-------- Passage provided --------

Finally, the president should highlight in his address peace and reconciliation. When you listen to radio, you know that there is great divide between the media, the opposition, the government and the people. The former president said she did not succeed in that direction as she had anticipated; so President Weah must tell us how far his government has gone, and how they intend to foster better reconciliation of the people of Liberia.”

Jonathan Dolakeh is the acting Secretary General of the Alternative National Congress of political newbie Alexander Cummings, a man who seems set to be a kind of coalescing agent in harnessing the potentials of Liberia’s opposition.

According to Mr. Dolakeh, Liberians expect tomorrow for the president to give a candid disclosure on the LD16billion that allegedly got missing; and the $25 million that was said to be infused into the economy.

“In so doing, we expect the president to be delivering, on behalf of the Ministry of Finance, the government’s quarterly financial report, in terms of expenditure and revenue,” he stated.

-------- Dataset records --------

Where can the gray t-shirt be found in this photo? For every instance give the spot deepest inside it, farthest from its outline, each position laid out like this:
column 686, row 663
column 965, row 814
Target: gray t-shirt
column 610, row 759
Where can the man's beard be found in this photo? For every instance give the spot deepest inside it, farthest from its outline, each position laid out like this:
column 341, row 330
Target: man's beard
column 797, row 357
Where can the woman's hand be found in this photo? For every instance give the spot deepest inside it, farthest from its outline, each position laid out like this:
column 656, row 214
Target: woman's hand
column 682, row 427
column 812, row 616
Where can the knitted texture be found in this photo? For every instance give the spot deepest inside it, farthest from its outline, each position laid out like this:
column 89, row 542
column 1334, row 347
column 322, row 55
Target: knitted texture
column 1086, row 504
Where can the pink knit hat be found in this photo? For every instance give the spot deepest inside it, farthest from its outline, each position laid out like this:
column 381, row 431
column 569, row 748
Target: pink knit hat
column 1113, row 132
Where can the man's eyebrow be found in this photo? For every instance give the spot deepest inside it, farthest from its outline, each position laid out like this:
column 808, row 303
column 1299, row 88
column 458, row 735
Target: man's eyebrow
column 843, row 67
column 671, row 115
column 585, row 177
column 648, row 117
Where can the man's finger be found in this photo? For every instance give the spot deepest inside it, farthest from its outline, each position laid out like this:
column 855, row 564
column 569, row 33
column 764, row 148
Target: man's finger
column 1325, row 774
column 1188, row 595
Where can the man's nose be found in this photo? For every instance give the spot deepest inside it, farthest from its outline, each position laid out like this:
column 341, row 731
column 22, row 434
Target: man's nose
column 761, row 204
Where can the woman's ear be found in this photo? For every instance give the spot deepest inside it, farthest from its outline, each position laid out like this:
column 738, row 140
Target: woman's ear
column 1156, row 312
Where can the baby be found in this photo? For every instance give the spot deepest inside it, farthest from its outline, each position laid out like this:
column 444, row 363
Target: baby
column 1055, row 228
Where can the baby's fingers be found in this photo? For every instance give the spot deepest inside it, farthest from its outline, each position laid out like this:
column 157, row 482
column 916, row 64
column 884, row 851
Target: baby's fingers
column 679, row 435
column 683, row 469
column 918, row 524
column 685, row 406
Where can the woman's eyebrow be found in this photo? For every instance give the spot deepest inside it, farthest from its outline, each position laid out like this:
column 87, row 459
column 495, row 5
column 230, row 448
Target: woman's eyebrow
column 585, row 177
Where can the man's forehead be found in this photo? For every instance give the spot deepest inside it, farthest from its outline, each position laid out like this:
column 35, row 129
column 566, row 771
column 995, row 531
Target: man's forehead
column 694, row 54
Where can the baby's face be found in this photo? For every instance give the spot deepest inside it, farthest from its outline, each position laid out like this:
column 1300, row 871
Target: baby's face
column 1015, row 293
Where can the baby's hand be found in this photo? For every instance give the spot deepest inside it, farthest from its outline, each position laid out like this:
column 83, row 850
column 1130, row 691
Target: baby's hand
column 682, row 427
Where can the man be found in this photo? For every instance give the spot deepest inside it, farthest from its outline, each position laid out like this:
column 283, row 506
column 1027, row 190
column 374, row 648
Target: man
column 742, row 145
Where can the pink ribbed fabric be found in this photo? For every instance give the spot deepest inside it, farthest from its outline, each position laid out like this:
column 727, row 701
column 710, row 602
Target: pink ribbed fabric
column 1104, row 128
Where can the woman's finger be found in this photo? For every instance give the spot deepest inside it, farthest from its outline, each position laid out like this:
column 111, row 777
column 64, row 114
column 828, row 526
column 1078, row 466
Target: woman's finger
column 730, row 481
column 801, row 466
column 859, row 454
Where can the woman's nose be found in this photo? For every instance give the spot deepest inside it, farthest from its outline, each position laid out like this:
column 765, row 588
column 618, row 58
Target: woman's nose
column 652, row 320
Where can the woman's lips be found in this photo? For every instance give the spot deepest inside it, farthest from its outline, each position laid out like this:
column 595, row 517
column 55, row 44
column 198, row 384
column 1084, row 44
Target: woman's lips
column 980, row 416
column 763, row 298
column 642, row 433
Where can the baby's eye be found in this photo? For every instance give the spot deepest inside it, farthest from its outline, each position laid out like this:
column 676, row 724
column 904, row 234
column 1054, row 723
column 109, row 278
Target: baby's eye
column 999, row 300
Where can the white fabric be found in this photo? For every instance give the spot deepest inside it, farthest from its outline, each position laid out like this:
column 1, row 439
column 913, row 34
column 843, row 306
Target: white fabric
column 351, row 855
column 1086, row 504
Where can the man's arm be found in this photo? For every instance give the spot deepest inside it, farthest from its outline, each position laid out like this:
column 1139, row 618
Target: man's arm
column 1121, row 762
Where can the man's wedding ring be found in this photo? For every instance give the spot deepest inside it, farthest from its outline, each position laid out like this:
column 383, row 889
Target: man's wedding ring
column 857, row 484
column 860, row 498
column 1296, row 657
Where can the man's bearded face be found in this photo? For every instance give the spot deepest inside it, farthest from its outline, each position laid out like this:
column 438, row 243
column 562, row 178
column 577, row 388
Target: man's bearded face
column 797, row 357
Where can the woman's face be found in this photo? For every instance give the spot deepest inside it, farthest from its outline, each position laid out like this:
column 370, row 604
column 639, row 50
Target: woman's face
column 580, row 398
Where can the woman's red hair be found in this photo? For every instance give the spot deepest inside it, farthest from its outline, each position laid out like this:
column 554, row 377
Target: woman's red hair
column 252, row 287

--------

→ **Apply what you read**:
1) From the passage above on President Weah's address, give again the words starting with "Finally, the president" and going on through "of Liberia’s opposition.".
2) Answer these questions using the passage on President Weah's address above:
(a) Who is the acting Secretary General of the Alternative National Congress?
(b) What sum in Liberian dollars allegedly went missing?
(c) What did the former president say about her efforts toward reconciliation?
3) Rewrite more briefly the paragraph of the passage on President Weah's address that begins "Finally, the president should highlight," keeping its main facts.

→ **Task-by-task outputs**:
1)
Finally, the president should highlight in his address peace and reconciliation. When you listen to radio, you know that there is great divide between the media, the opposition, the government and the people. The former president said she did not succeed in that direction as she had anticipated; so President Weah must tell us how far his government has gone, and how they intend to foster better reconciliation of the people of Liberia.”

Jonathan Dolakeh is the acting Secretary General of the Alternative National Congress of political newbie Alexander Cummings, a man who seems set to be a kind of coalescing agent in harnessing the potentials of Liberia’s opposition.

2)
(a) Jonathan Dolakeh
(b) LD16billion
(c) She said she did not succeed in that direction as she had anticipated.

3) The president's address should highlight peace and reconciliation. Radio shows a great divide among the media, the opposition, the government and the people. The former president said she did not succeed at reconciliation as she had anticipated. President Weah must say how far his government has gone and how it intends to foster better reconciliation among Liberians.